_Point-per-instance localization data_
▼

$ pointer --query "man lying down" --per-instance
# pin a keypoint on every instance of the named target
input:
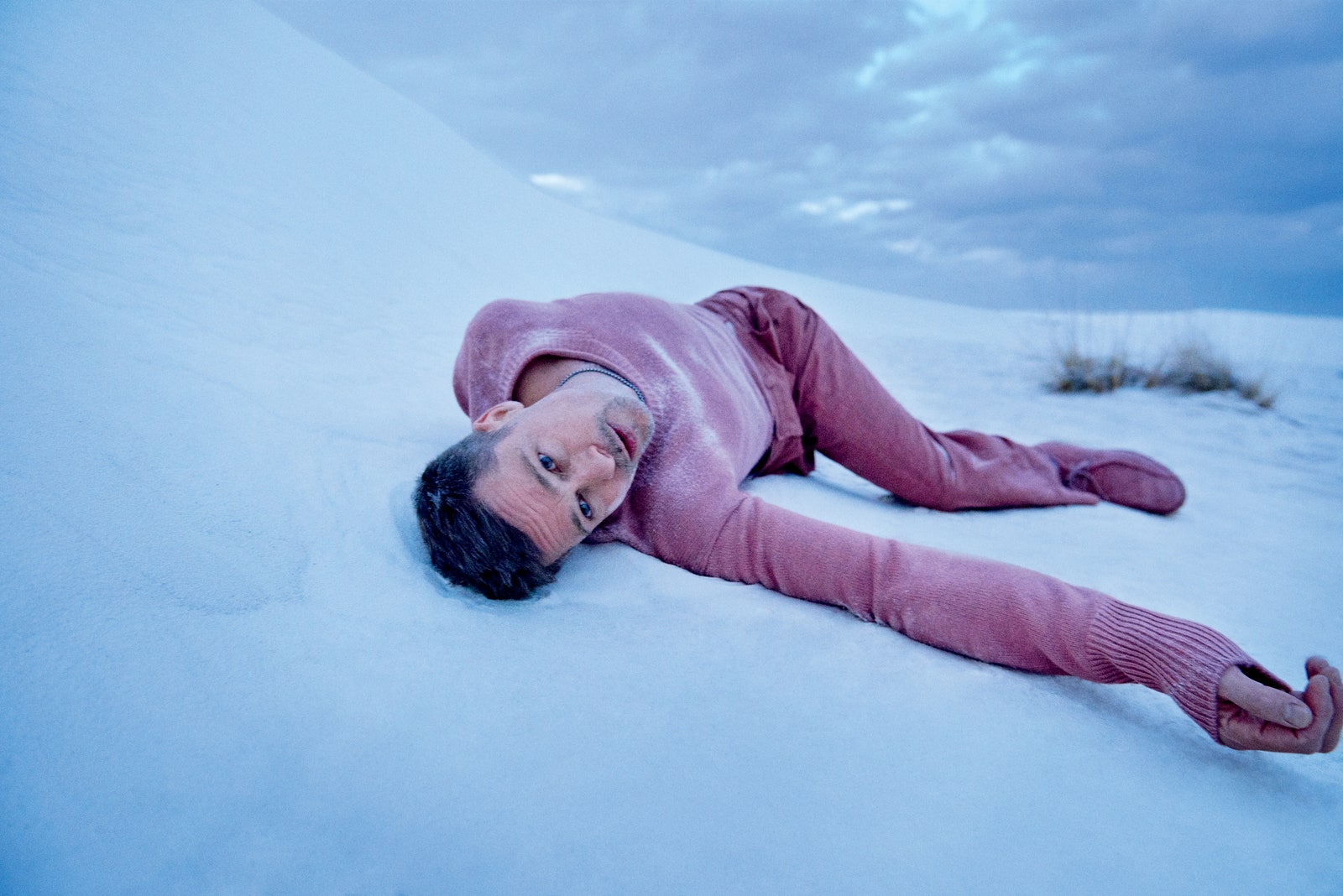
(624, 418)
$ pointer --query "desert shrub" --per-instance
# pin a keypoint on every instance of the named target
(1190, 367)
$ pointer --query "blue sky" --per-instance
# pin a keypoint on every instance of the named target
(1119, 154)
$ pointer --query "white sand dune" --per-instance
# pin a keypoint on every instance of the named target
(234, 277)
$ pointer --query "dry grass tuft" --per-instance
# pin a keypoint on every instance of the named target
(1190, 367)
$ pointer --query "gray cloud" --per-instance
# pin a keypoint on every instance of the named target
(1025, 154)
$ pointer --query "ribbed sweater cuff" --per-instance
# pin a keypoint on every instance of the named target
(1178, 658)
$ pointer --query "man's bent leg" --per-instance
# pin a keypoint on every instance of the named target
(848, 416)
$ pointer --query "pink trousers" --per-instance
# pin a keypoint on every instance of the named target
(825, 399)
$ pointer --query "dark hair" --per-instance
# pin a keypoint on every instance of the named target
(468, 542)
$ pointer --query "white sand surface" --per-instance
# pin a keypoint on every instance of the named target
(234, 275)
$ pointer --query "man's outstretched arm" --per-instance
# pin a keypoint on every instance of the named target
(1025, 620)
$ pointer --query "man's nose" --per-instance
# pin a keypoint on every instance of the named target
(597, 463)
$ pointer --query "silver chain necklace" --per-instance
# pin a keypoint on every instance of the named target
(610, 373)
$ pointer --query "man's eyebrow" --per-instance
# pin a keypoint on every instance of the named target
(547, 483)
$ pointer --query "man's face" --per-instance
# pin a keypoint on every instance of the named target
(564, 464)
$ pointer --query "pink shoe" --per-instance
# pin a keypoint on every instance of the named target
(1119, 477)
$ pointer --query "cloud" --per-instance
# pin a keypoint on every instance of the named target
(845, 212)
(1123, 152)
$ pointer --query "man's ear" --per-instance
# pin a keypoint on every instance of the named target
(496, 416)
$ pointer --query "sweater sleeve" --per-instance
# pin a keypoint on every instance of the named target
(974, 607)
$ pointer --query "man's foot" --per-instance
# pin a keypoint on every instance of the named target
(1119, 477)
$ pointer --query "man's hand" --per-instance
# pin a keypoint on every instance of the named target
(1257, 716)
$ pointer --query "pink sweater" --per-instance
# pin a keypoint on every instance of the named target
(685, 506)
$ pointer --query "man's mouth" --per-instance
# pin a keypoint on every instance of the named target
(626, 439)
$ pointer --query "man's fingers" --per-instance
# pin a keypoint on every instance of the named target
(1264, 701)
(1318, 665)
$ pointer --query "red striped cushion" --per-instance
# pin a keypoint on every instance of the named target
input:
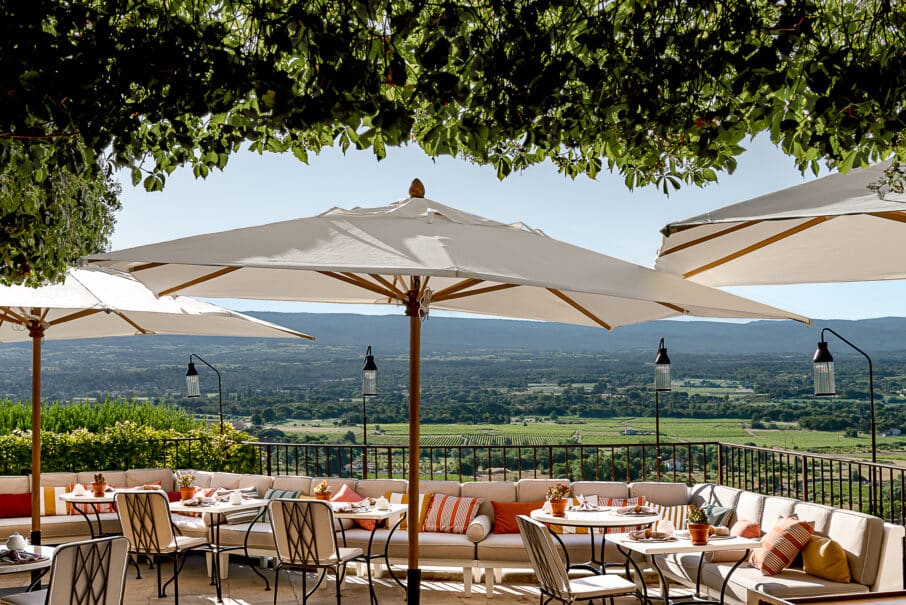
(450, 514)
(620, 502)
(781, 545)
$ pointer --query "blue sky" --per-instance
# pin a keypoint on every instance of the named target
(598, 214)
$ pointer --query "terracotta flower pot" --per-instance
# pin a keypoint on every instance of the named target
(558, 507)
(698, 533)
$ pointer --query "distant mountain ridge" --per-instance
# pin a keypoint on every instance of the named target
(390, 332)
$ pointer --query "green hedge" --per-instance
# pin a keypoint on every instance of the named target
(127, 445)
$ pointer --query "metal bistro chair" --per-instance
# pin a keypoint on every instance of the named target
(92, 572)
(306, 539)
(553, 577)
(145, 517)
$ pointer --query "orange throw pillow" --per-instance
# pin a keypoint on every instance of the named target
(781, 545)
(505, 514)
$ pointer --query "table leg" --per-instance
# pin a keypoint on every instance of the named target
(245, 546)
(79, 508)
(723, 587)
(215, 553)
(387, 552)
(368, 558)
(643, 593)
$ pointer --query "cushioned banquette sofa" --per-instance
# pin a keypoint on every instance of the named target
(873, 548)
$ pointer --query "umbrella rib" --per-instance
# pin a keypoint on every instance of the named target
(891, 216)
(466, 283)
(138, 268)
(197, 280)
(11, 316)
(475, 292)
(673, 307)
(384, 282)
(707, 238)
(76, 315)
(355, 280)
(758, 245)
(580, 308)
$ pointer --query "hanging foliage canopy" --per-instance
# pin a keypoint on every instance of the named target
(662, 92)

▲

_Action item_
For each line above that contains "sand", add one to a count, then state only the final number.

_Your solution_
2